- Text segment -
Thomas Mack explained that this was a jigsaw puzzle that solved to
an image from a comic strip with part of the dialogue blanked out.
It turned out to be too hard to find a copy of this strip in 1998,
so the answer was released. Since it should be related to roses,
it is likely the comic strip was Rose is Rose, and with
modern tools, we can find what was too hard in 1998: The May 18, 1996 edition
of Rose is Rose, which includes the term NUCLEAR
19.7 Cryptography - The third "cryptogram" is not solvable. This
had to be on purpose, though without seeing the puzzle - and
without knowing whether there were three or many cryptograms in
the puzzle - it is hard to have a good idea why. Was it a
metapuzzle for the group which didn't work like usual cryptograms?
Was it a red herring meant to waste solvers' time?
6.666 Arcane Programs - The puzzle was replaced with a text file.
In these days, HTML was quite new and some pages were coded by
hand, by people who might not have been familiar with all the
syntactic rules, so one possibility was there was a computer
program in the page and its special characters were not all
escaped properly, and rather than try to fix it, they simply
pasted the program into a text file where it would not be troubled
by those rules.
8.137 - The erratum for this puzzle mentions a thesis, which you
don't need to read "a single word" of. Thomas Mack explains it was
the thesis of one of the hunt authors. He encoded a binary message
in the bound copy of the thesis kept on file at MIT by flipping
the watermark on certain pages. Teams were directed to the thesis
without any information of this sort, so the erratum was meant to
close off many blind alleys.
19.1289 Decoding Advanced Cryptography - Was this a numeric code
of some sort?
19.789 Color threory - Given that there were three colors and
three font sizes, it's possible there were also three of another
thing and the spelling of the title was a hint this was a ternary
18.123 - We don't have a title here, but the number 123 suggests
"easy" or counting, and the fact there was a wrong number suggests
another numeric code.

- Records supplied -
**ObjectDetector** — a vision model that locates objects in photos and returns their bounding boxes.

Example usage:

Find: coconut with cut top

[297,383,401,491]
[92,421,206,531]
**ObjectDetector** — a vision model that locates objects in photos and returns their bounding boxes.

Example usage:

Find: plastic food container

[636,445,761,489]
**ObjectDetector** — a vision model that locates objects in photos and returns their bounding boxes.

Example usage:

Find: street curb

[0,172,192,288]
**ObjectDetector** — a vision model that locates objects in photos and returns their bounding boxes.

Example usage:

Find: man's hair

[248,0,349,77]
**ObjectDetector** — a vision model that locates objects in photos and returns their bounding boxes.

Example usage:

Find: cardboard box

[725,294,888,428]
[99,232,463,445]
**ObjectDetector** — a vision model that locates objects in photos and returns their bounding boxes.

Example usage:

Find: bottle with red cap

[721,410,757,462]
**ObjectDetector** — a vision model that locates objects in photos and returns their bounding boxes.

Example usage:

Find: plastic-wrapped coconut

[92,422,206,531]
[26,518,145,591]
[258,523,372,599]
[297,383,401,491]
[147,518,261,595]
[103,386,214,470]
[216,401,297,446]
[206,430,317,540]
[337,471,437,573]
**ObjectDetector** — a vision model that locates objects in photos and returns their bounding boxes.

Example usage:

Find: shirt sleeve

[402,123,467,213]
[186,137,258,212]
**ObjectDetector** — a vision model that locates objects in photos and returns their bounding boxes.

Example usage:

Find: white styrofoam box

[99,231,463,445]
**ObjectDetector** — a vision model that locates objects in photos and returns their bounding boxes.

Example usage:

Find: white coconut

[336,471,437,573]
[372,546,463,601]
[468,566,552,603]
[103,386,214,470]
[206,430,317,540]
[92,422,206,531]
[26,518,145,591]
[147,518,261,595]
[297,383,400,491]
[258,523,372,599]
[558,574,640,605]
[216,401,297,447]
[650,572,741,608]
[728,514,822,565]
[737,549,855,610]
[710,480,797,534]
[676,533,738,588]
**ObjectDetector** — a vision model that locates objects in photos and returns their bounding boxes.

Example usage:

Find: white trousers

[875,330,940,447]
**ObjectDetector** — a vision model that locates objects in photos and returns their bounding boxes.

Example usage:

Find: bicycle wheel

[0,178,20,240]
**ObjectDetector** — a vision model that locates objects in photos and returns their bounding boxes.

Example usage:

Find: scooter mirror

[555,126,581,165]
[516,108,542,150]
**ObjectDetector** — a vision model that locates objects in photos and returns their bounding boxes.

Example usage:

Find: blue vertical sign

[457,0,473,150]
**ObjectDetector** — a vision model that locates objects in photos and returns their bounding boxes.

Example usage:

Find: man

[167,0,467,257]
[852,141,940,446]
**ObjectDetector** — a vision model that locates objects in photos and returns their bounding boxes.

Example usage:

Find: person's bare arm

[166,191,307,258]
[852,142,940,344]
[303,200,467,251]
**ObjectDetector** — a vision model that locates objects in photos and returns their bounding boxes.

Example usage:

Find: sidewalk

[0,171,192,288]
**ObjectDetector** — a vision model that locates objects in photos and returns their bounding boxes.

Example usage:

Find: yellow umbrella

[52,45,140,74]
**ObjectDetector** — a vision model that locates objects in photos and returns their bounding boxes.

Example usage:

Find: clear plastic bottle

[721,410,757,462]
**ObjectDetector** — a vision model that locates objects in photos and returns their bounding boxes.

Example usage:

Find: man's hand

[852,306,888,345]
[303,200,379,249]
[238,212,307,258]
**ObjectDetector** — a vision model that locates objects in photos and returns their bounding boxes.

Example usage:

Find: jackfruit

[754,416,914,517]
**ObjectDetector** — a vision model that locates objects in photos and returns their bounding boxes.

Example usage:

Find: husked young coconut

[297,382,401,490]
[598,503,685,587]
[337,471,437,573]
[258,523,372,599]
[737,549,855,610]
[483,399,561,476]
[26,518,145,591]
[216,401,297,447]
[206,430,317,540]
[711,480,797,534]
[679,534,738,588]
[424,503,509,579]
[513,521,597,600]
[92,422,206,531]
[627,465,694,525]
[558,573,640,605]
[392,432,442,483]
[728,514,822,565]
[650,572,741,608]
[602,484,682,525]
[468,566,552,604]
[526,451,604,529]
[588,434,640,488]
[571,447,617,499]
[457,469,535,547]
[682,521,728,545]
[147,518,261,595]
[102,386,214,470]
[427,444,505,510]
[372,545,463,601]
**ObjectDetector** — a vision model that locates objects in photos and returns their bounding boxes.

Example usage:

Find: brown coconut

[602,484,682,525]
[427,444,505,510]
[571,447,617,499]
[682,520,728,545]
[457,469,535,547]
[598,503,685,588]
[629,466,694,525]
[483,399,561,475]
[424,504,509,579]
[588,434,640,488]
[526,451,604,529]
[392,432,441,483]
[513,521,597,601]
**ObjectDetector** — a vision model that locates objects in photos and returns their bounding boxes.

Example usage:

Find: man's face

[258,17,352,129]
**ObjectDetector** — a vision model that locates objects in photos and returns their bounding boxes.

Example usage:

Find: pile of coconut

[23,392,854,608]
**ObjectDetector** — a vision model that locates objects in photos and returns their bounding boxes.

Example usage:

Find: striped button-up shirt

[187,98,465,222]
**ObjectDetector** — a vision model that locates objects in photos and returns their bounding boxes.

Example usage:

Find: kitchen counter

- Objective A -
Answer these questions from the puzzle hunt notes, one answer per line:
(i) Which edition of Rose is Rose includes the term NUCLEAR?
(ii) What was the puzzle 6.666 Arcane Programs replaced with?
(iii) How did the hunt author encode a binary message in the bound copy of the thesis kept at MIT?
- Objective B -
Pull out every line of the records that contains the string "plastic".

- Complete output A -
(i) The May 18, 1996 edition
(ii) A text file
(iii) By flipping the watermark on certain pages

- Complete output B -
Find: plastic food container
Find: plastic-wrapped coconut
Find: clear plastic bottle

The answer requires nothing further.